■ ACTION ITEM: Extract precisely the lines that run from the line containing "[mark] the green" to the end of the records below, with both ends included and pictures omitted.

■ MATERIAL SUPPLIED:
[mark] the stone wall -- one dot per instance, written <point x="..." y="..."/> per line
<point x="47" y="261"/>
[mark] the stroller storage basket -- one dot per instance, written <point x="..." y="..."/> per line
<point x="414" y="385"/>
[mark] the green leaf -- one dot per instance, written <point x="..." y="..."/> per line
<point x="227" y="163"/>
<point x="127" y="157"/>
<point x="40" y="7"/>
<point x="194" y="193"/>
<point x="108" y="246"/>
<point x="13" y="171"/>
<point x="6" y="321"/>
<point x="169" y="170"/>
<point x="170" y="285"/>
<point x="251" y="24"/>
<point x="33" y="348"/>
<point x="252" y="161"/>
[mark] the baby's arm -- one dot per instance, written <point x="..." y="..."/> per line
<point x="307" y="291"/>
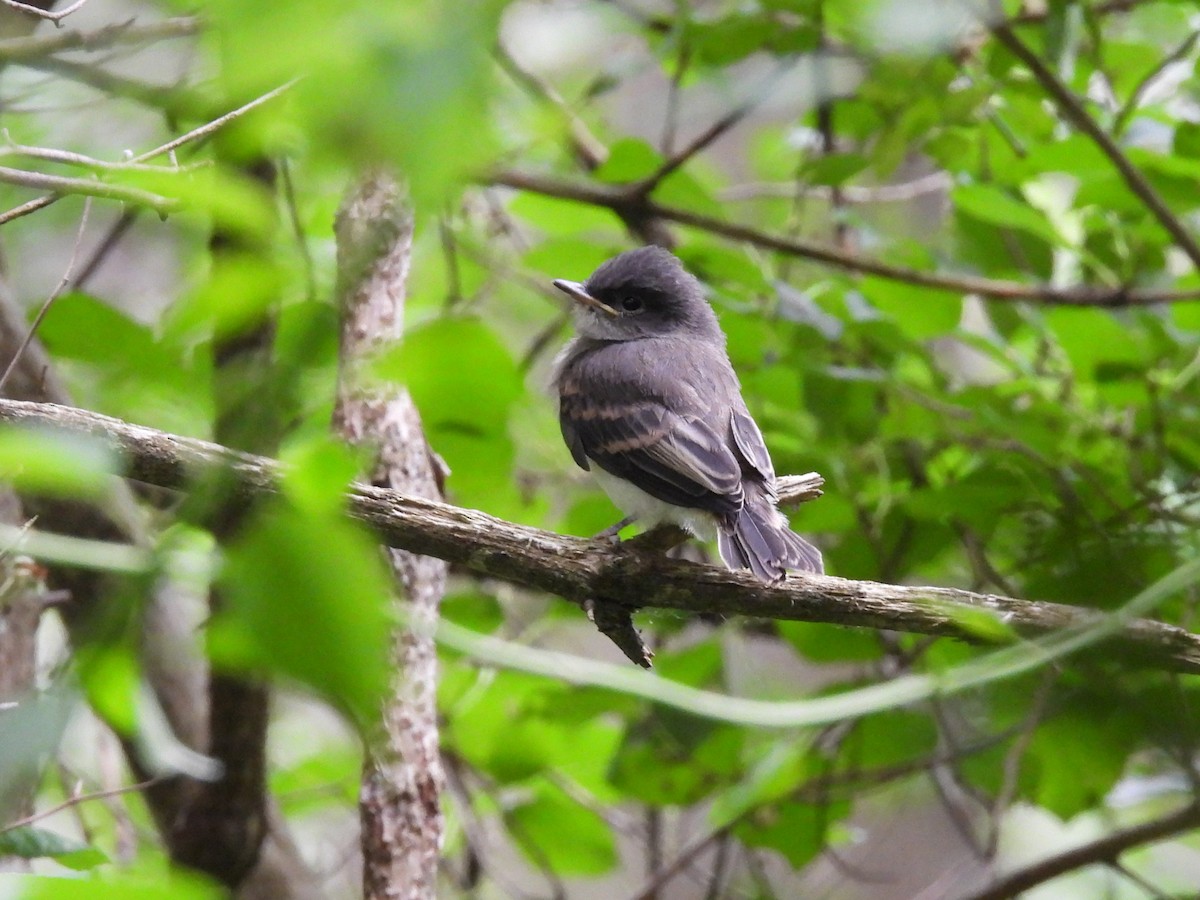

■ THE COMPLETED TASK:
[mark] the green leaf -- one dot per instance, written <point x="..." y="..."/> per line
<point x="227" y="163"/>
<point x="127" y="157"/>
<point x="40" y="7"/>
<point x="194" y="193"/>
<point x="108" y="246"/>
<point x="13" y="171"/>
<point x="6" y="321"/>
<point x="169" y="170"/>
<point x="170" y="285"/>
<point x="251" y="24"/>
<point x="33" y="348"/>
<point x="252" y="161"/>
[mark] the baby's arm -- one dot per instance, written <point x="..." y="..."/> per line
<point x="307" y="291"/>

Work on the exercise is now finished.